> _TEXT EXTRACT_
□ □ □

It is not necessary or appropriate, on the present application, to examine, in abstract, the generic question whether auditors of subsidiary companies owe duties of care to the parents of those subsidiaries. I would not be prepared to hold, on an application of this nature, that such duties arose merely because the auditor of the subsidiary might be expected to know that his audit of the subsidiary’s accounts would or might be relied upon by the directors of the parent in preparing consolidated accounts for the group – see the observations of Millett J in Al Saud Banque and others v Clark Pixley (a firm) [1990] Ch 313, at 337-338.

□ □ □

> _DATA EXCERPTS_
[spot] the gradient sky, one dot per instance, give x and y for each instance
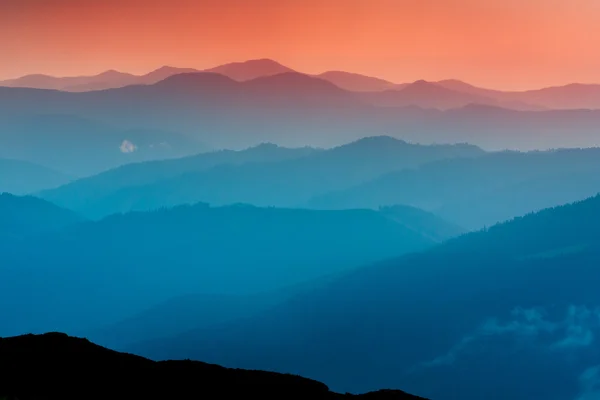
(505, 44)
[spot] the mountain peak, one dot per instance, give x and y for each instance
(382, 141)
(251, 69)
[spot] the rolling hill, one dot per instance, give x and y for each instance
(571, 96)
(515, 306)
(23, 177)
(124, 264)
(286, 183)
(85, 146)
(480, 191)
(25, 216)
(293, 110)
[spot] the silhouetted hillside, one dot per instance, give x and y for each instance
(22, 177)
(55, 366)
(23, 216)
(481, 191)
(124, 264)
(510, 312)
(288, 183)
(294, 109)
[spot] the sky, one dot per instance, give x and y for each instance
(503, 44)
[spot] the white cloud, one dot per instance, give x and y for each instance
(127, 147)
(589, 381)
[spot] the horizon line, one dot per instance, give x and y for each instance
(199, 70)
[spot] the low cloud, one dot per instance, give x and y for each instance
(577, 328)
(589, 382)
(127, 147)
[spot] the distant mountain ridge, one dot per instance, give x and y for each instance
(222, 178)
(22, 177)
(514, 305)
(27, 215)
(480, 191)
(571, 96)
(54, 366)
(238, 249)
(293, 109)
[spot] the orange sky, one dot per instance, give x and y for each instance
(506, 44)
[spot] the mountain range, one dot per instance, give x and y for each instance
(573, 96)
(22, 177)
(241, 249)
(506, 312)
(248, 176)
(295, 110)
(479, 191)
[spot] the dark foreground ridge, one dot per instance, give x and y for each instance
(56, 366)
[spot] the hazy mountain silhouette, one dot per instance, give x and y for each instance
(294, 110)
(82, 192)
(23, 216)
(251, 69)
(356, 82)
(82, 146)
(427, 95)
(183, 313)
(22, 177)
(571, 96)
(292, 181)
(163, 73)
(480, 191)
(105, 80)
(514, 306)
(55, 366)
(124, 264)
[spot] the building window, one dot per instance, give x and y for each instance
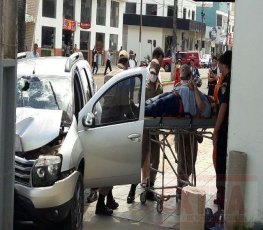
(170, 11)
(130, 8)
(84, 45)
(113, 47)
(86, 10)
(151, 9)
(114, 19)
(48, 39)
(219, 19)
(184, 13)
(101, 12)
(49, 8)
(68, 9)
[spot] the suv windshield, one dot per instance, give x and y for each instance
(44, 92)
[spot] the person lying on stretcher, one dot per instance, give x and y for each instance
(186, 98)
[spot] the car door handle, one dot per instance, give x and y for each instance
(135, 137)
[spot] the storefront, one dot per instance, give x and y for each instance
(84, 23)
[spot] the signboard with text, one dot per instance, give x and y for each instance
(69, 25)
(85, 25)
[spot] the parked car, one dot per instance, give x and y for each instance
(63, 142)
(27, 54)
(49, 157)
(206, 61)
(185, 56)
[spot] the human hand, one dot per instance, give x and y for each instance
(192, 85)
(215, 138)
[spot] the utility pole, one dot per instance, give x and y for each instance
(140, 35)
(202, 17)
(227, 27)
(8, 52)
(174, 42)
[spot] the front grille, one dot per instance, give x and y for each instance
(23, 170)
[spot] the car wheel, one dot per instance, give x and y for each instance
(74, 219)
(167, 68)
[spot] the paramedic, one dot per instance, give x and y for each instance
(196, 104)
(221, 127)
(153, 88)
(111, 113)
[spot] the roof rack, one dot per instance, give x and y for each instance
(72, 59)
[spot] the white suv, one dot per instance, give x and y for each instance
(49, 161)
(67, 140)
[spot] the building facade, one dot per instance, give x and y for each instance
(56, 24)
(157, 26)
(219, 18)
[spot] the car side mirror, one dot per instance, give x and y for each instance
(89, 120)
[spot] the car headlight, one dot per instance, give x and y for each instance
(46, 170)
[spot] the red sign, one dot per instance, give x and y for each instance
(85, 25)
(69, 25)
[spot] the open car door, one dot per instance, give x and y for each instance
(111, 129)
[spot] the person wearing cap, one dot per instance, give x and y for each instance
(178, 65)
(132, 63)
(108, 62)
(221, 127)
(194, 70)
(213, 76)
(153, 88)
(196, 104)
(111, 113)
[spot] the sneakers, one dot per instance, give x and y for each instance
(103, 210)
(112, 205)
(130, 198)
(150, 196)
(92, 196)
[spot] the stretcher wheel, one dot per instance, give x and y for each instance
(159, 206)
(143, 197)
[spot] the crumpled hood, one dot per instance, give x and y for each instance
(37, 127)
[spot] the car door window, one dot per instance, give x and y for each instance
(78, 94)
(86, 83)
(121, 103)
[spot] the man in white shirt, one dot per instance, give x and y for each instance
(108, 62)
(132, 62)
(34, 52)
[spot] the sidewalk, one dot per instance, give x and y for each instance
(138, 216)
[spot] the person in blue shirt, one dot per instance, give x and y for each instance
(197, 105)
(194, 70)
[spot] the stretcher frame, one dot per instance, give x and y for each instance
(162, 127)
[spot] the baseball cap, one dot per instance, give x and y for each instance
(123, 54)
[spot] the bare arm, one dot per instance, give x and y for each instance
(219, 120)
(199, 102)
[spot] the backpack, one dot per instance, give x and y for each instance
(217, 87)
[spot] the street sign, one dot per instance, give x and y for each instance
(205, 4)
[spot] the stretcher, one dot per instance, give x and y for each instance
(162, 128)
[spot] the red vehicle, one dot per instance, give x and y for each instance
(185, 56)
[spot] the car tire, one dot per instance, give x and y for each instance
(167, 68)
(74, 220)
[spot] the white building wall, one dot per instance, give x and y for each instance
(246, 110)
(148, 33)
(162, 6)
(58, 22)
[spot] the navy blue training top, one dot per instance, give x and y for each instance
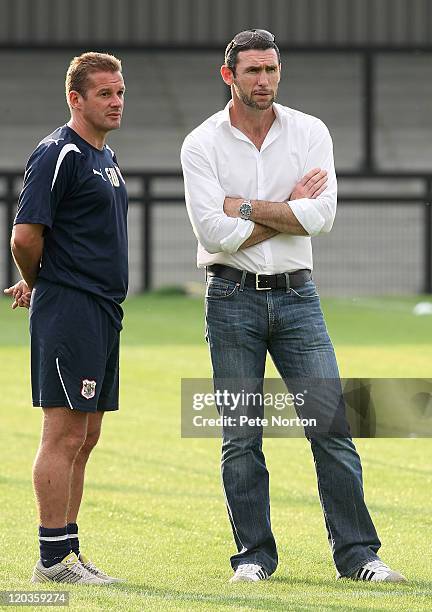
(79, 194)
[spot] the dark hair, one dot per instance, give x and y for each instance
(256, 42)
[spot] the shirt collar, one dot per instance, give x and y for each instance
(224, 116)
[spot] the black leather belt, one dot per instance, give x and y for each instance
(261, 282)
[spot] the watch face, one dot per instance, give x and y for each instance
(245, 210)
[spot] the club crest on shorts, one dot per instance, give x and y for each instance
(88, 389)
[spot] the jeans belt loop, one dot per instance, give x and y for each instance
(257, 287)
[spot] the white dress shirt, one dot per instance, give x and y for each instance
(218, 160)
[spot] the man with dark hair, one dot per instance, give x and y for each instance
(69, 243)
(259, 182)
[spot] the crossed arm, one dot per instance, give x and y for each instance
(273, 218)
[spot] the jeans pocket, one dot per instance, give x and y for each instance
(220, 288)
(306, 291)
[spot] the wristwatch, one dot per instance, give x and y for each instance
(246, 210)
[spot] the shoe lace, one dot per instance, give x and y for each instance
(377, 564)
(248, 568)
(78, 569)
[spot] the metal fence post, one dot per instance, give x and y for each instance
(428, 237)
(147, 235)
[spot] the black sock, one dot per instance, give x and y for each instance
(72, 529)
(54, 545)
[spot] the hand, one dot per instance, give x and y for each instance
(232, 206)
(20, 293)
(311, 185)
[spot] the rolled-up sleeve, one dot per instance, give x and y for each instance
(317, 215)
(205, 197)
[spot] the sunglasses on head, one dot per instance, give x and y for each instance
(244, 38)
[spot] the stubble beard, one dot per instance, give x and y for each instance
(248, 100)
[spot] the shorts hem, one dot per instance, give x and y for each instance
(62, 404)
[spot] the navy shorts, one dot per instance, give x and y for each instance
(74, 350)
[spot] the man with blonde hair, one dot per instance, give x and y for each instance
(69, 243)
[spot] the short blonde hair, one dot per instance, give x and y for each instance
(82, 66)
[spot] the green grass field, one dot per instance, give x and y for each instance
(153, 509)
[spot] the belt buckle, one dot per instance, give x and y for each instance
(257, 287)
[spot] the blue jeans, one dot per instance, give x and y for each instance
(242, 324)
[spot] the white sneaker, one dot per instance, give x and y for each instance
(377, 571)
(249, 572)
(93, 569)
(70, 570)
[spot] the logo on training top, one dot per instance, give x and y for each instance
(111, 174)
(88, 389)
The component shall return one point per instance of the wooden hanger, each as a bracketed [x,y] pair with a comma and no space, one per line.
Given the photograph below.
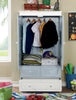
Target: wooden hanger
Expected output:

□ □ □

> _INSTRUCTIONS TO FOLLOW_
In the passage on auditors' duties of care, whose observations does the writer cite, and in which case?

> _FINISHED ANSWER_
Millett J's observations in Al Saud Banque and others v Clark Pixley (a firm) [1990] Ch 313, at 337-338.